Arbeitsauftrag a
Beantworte anhand des Textauszugs über die Quindecim Signa diese drei Fragen:
(i) Bis zu welchem Vers steht das Gedicht in der Handschrift in vierzeiligen Strophen?
(ii) Hinter welchem Blatt sind in der Handschrift offenbar Blätter ausgefallen?
(iii) Welche Abhandlung gilt als die ausführlichste und grundlegende?

Textauszug
Quindecim Signa ante Judicium. (Fragment.)

Gedruckt von T. Wright, Chester plays II, p. 219; Furnivall, EEP. p. 7; Mätzner, Ae. Sprachpr. p. 120.

Im Ms. bis V. 44 in vierzeiligen Strophen, von da ab in Langzeilen, die den Eindruck von Reimpaaren (mit eingeflochtenem Reim) erwecken. Im Ms. sind hinter fol. 21 offenbar Blätter ausgefallen, so daß das Gedicht, welches bis fol. 21 b unten reicht, zwar als Fragment erhalten, aber ursprünglich wahrscheinlich vollständig gewesen ist. — Über die Ver|breitung des beliebten Stoffes und die inneren Beziehungen der ver|schiedenen Versionen zu einander vgl. Mätzner, a. a. O. Einleitung; C. Michaelis, Herrigs Archiv 46, p. 33; E. Sommer, Haupt's Zeitschrift III, p. 523; R. Peiper, Arch. f. Litt. IX, p. 117; G. Noelle, Beiträge VI (1879), p. 413, von denen die letzte Abhandlung die ausführlichste und grundlegende ist und auch einen Abdruck der wichtigsten Texte bietet.

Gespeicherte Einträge
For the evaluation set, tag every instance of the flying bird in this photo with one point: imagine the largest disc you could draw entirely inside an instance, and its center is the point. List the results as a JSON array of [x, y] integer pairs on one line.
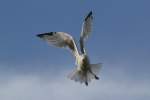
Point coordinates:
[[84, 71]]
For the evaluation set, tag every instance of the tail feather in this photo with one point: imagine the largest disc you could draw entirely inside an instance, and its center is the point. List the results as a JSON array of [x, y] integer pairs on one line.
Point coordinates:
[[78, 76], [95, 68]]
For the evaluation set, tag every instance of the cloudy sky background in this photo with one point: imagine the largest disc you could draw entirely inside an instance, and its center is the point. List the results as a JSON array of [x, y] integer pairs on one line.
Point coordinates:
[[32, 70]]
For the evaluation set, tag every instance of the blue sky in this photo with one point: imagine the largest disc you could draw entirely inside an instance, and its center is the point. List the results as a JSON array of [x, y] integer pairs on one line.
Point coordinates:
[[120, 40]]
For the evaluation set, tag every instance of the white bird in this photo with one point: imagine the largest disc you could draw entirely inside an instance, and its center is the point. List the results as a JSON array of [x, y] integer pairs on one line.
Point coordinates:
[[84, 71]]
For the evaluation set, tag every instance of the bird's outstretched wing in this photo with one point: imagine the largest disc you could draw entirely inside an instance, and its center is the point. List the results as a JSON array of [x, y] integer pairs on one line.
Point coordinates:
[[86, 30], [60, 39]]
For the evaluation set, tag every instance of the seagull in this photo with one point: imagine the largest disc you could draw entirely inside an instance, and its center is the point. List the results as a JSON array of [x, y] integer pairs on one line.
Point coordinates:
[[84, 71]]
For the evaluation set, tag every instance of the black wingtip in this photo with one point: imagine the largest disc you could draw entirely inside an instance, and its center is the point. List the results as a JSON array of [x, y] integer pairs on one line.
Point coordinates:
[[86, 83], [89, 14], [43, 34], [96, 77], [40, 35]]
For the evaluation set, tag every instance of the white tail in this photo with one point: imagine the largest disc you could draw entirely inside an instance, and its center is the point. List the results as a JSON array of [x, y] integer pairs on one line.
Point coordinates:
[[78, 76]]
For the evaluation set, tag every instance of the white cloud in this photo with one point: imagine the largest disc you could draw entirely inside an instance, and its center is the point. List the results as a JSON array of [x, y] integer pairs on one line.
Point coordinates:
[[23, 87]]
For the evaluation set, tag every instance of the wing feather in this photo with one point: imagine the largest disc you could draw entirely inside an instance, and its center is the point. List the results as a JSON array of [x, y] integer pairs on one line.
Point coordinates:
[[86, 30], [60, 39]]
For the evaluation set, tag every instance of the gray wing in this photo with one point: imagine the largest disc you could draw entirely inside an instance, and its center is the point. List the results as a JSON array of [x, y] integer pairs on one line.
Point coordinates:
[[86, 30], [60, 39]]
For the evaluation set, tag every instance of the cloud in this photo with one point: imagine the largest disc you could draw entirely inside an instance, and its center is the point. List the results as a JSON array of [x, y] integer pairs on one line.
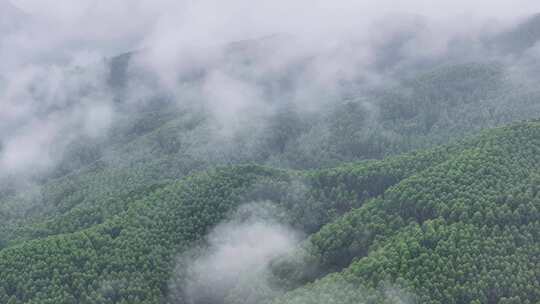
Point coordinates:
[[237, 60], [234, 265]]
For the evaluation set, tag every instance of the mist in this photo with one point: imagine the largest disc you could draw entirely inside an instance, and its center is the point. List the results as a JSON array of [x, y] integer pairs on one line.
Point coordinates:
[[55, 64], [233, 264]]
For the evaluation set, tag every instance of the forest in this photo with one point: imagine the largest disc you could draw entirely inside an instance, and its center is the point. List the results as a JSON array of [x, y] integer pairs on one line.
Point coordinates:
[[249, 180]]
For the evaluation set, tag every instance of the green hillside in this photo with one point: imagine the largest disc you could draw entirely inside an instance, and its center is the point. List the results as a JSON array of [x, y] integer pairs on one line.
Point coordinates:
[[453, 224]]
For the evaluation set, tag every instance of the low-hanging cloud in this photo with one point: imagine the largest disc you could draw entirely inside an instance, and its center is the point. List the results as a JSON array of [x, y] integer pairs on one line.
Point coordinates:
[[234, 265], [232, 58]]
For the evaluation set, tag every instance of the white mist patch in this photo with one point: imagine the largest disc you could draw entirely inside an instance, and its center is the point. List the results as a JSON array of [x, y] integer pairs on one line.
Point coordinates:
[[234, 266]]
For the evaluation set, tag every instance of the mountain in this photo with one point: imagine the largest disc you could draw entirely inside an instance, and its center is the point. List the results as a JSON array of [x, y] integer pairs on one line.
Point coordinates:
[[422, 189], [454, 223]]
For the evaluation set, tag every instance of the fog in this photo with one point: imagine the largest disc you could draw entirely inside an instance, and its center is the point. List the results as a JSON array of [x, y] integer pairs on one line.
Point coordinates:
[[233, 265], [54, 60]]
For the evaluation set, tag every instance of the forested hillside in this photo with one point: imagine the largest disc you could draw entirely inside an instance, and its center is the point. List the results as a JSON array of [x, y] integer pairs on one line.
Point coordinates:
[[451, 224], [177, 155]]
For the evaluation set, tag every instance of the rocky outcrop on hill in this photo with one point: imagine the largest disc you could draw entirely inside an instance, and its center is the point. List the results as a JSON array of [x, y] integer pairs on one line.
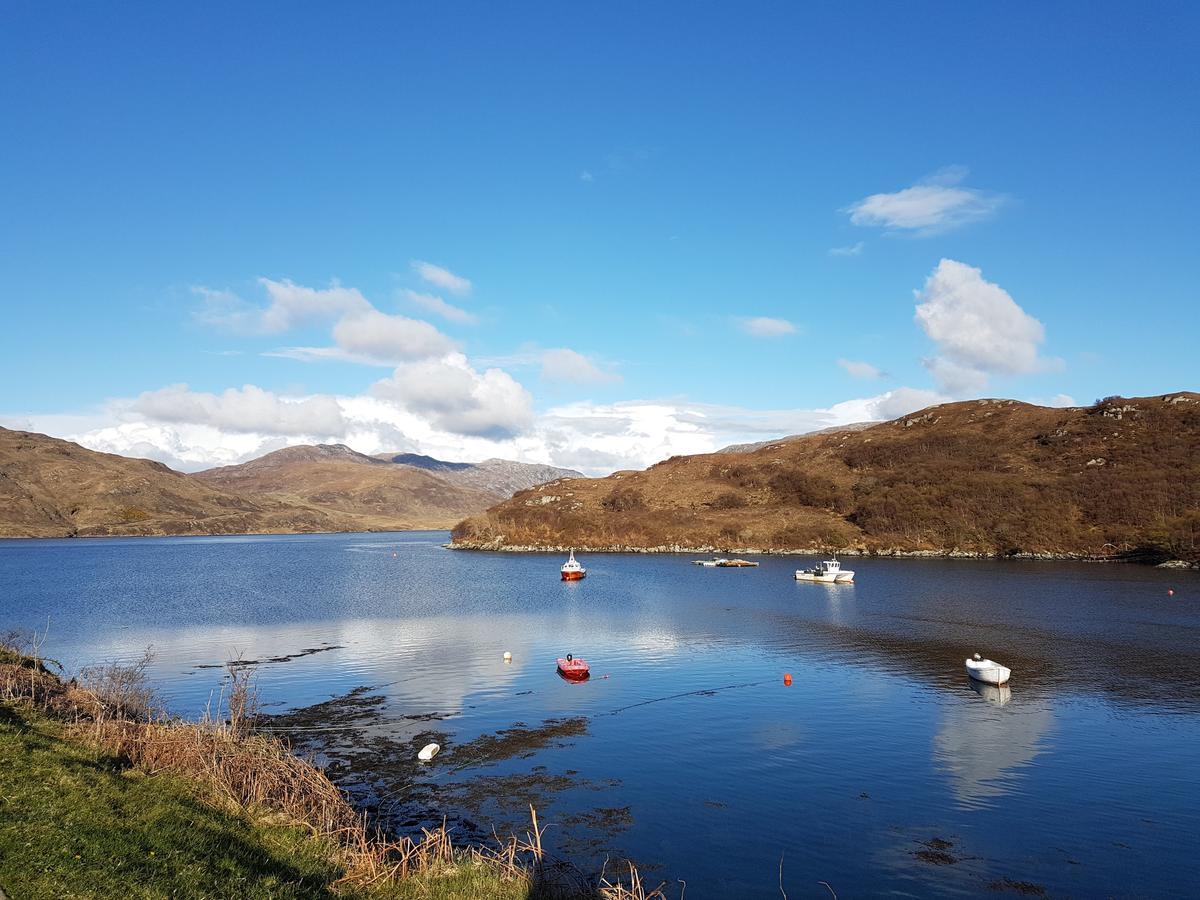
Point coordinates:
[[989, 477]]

Arbeitsauftrag b
Sammle alle Zeilen aus den Einträgen, in denen das Wort „flying“ vorkommt. Achte dabei auf Groß- und Kleinschreibung.

Lösung a
(i) Bis V. 44.
(ii) Hinter fol. 21.
(iii) Die von G. Noelle, Beiträge VI (1879), p. 413.

Lösung b
For the evaluation set, tag every instance of the flying bird in this photo with one point: imagine the largest disc you could draw entirely inside an instance, and its center is the point. List the results as a JSON array of [x, y] integer pairs on one line.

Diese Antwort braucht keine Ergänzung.